Items in a dataset:
==*==
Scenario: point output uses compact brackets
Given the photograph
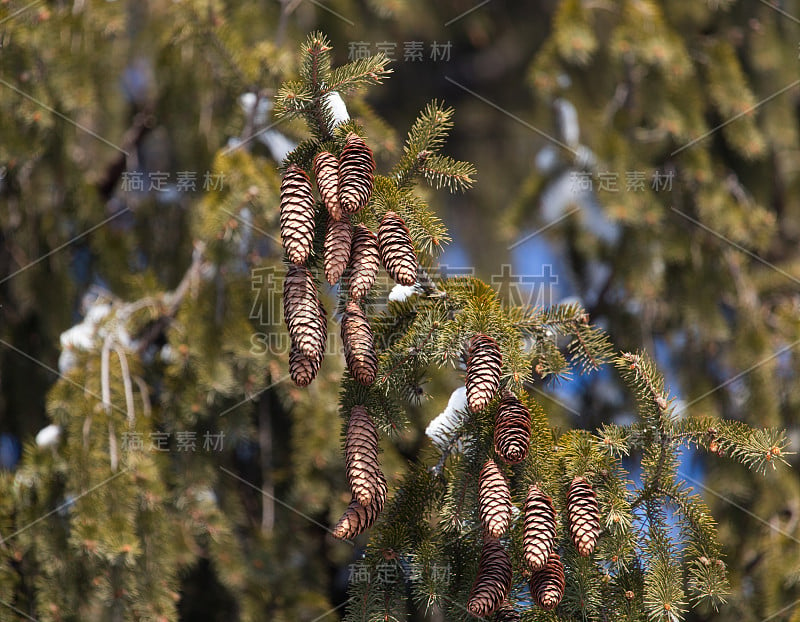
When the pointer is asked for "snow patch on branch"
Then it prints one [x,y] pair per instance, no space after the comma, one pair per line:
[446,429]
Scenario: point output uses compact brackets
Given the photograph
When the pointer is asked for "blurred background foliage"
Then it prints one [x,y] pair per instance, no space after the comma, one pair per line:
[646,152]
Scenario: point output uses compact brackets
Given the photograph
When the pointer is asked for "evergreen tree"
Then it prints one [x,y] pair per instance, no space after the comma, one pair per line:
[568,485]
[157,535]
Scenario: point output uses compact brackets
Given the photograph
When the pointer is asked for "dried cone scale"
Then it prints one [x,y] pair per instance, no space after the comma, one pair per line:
==*==
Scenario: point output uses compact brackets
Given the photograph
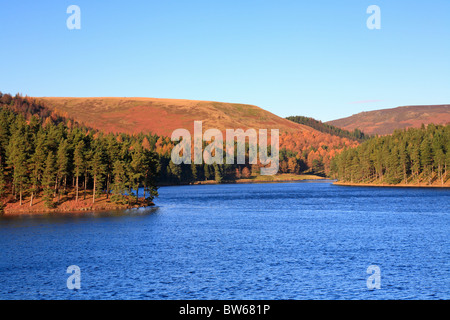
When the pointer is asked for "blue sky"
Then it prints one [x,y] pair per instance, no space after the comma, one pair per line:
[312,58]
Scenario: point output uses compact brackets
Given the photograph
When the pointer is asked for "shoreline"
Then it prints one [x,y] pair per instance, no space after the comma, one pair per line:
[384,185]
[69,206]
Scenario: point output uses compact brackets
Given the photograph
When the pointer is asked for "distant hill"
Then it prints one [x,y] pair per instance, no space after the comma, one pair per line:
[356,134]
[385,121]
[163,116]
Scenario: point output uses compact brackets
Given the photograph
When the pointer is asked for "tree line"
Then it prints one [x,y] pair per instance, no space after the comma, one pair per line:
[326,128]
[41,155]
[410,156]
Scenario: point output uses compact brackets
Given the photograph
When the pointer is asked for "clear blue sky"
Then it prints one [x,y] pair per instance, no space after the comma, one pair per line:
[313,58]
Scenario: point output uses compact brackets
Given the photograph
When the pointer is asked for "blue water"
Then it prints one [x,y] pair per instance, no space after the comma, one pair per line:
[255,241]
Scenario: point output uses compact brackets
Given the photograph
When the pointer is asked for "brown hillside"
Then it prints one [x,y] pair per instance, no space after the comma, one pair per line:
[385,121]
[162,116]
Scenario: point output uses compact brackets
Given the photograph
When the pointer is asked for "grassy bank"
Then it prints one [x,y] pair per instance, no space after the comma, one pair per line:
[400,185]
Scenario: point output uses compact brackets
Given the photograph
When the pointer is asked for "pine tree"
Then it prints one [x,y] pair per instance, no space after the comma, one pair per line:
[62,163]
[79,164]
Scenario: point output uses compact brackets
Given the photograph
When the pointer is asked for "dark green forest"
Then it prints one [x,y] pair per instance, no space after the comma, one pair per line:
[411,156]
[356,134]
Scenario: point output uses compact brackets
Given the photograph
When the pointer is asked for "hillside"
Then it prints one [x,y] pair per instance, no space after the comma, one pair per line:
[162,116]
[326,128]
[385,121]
==*==
▸ **Task to carry out**:
Please return each line of the records that contains the word "blue". Case counts.

▸ **Expected answer**:
When the pointer is asked for "blue sky"
When the pointer is asked for "clear blue sky"
When the pointer is asked for "blue water"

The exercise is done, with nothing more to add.